Rewrite the records below with every "golden leaf" changed to "yellow leaf" and everything else left as it is.

* _Data for processing_:

==============================

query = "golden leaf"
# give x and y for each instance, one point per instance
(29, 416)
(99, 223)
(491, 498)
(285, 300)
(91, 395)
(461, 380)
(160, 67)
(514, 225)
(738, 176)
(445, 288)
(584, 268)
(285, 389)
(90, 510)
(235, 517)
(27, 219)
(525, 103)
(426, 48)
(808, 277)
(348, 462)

==============================

* _Solution for this exercise_:
query = "yellow leaf"
# give x and y for each instance, one point per instance
(29, 416)
(99, 223)
(491, 498)
(285, 300)
(91, 395)
(461, 380)
(160, 67)
(514, 225)
(738, 176)
(445, 288)
(584, 268)
(285, 389)
(90, 510)
(235, 517)
(27, 219)
(525, 103)
(426, 48)
(808, 277)
(348, 462)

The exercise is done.